→ **摘录**:
* * *
使用微博API(nearby timeline接口)搜集含GPS新浪微博数据

上篇文章讲述了数据搜集思路中的如何使用“关键字+时间段+区域”搜集新浪微博数据,接下来将详细介绍如何搜集含GPS的微博数据。含GPS的微博数据比较重要,可用于研究社会行为、个体行为轨迹、城市迁徙以及功能分区等等。


1、切入点

新浪微博提供了专门搜索含GPS微博的API,即位置服务接口下的nearby_timeline接口(http://open.weibo.com/wiki/2/place/nearby_timeline)。接口参数如下:

  必选 类型及范围 说明
source false string 采用OAuth授权方式不需要此参数,其他授权方式为必填参数,数值为应用的AppKey。
access_token false string 采用OAuth授权方式为必填参数,其他授权方式不需要此参数,OAuth授权后获得。
lat true float 纬度。有效范围:-90.0到+90.0,+表示北纬。
long true float 经度。有效范围:-180.0到+180.0,+表示东经。
range false int 搜索范围,单位米,默认2000米,最大11132米。
starttime false int 开始时间,Unix时间戳。
endtime false int 结束时间,Unix时间戳。
sort false int 排序方式。默认为0,按时间排序;为1时按与中心点距离进行排序。
count false int 单页返回的记录条数,最大为50,默认为20。
page false int 返回结果的页码,默认为1。
base_app false int 是否只获取当前应用的数据。0为否(所有数据),1为是(仅当前应用),默认为0。
offset false int 传入的经纬度是否是纠偏过,0:没纠偏、1:纠偏过,默认为0。

其中主要的参数有access_token,lat,long,range,starttime,endtime,count,page。


2、采集思路

由于搜索区域最大为11公里的圆,一个大城市需要多个圆才能覆盖。所以:
第一步:选择多个中心点,以10km为半径做buffer覆盖整个城市;
第二步:圆形区域较多,可采用多线程进行。一个buffer对应一个圆形区域,对应一个线程;
第三步:用额外的线程将采集到的微博数据入库。

其中,在稍长一段时间内包含的GPS数据数量巨大。如果不细化时间段,实际返回的数据可能会缩水。为了克服这一点,可以用starttime和endtime来控制返回数据量,尽可能多地返回的数据。这里我们将starttime和endtime设置为一个小时。
* * *
→ **数据内容**:
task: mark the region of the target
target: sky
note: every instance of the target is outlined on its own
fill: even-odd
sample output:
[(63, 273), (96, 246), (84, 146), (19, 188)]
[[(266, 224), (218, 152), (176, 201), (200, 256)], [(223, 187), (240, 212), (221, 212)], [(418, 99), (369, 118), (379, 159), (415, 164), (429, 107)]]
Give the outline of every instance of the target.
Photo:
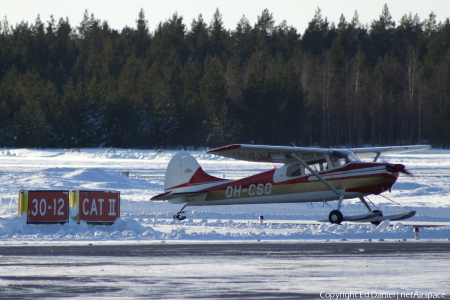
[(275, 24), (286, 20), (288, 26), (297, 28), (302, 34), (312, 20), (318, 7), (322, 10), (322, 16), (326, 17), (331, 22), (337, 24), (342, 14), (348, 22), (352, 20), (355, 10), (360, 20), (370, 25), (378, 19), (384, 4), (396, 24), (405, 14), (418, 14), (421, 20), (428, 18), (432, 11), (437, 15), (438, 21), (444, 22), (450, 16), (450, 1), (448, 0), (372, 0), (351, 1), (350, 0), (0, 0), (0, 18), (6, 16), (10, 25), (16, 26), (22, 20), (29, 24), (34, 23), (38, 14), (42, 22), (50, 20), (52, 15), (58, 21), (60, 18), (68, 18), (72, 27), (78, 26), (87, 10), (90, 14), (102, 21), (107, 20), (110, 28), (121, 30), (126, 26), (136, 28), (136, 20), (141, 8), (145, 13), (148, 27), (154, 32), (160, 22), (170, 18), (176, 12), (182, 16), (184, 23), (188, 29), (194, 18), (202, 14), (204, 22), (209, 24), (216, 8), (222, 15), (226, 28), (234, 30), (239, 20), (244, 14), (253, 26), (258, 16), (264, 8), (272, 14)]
* * *
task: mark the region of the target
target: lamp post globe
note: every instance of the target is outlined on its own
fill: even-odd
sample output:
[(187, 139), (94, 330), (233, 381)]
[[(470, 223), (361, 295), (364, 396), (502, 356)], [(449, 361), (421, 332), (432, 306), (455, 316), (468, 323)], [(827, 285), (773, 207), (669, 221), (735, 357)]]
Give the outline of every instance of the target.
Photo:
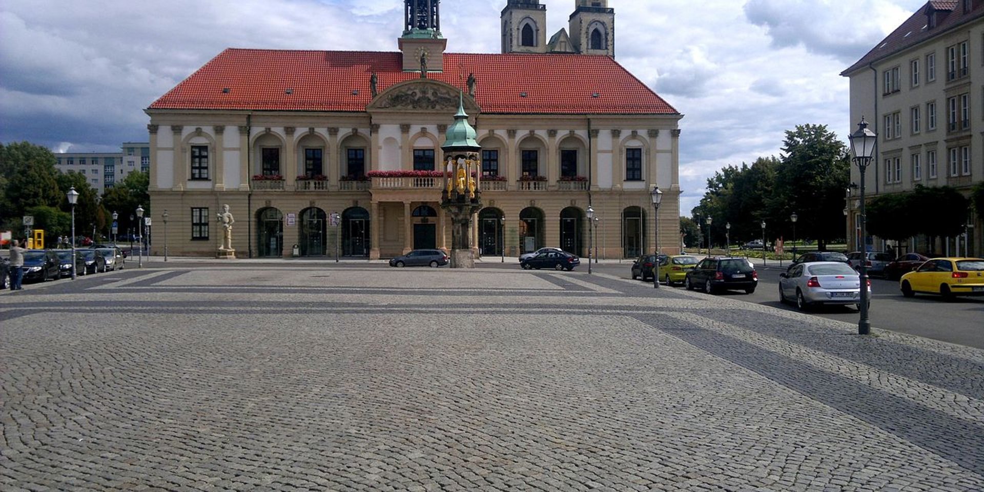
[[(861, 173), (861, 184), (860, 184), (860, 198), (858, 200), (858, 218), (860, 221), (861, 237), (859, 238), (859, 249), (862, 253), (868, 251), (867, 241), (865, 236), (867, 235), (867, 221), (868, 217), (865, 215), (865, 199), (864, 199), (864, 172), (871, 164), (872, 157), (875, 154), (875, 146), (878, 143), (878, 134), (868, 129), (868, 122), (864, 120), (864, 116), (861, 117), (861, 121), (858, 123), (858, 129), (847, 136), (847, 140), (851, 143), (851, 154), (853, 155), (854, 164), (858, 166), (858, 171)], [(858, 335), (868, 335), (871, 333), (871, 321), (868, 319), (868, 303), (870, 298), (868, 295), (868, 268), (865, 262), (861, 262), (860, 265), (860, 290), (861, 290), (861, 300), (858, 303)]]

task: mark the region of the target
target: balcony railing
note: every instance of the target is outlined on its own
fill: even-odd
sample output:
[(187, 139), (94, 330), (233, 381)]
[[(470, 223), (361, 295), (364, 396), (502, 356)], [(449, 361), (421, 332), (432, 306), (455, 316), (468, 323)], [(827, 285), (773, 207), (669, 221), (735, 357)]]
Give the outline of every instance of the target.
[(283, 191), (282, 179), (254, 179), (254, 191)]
* * *
→ **任务列表**:
#1 请原样打印摘录中的一段，从含有“endtime false int”的文字开始，到“false int 传入的经纬度是否是纠偏过,0:没纠偏、1:纠偏过,默认为0。”为止。
#2 按照摘录，range 参数的默认值和最大值分别是多少？
作答时用不到这些数据行。

→ **问题解答**:
#1
endtime false int 结束时间,Unix时间戳。
sort false int 排序方式。默认为0,按时间排序;为1时按与中心点距离进行排序。
count false int 单页返回的记录条数,最大为50,默认为20。
page false int 返回结果的页码,默认为1。
base_app false int 是否只获取当前应用的数据。0为否(所有数据),1为是(仅当前应用),默认为0。
offset false int 传入的经纬度是否是纠偏过,0:没纠偏、1:纠偏过,默认为0。

#2 默认2000米，最大11132米。